Exactly the lines from the one containing "like [324, 220]." to the last line of the records, inclusive, are to be transcribed; include no others.

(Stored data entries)
·····
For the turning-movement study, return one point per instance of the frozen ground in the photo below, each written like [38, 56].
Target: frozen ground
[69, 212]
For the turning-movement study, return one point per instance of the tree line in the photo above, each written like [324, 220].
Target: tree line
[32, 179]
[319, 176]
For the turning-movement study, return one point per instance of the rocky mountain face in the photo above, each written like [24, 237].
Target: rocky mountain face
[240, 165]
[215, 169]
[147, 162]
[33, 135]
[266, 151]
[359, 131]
·····
| Solution to this exercise |
For the turning-movement study, return one point per instance of the tree line in the photo above, each written like [324, 220].
Target: tree line
[32, 179]
[319, 176]
For the turning-movement study, return one point per instance of the rocky mountain face in the photo above, each written like [24, 237].
Target: rocky mountain face
[240, 165]
[215, 169]
[147, 162]
[33, 135]
[266, 151]
[359, 131]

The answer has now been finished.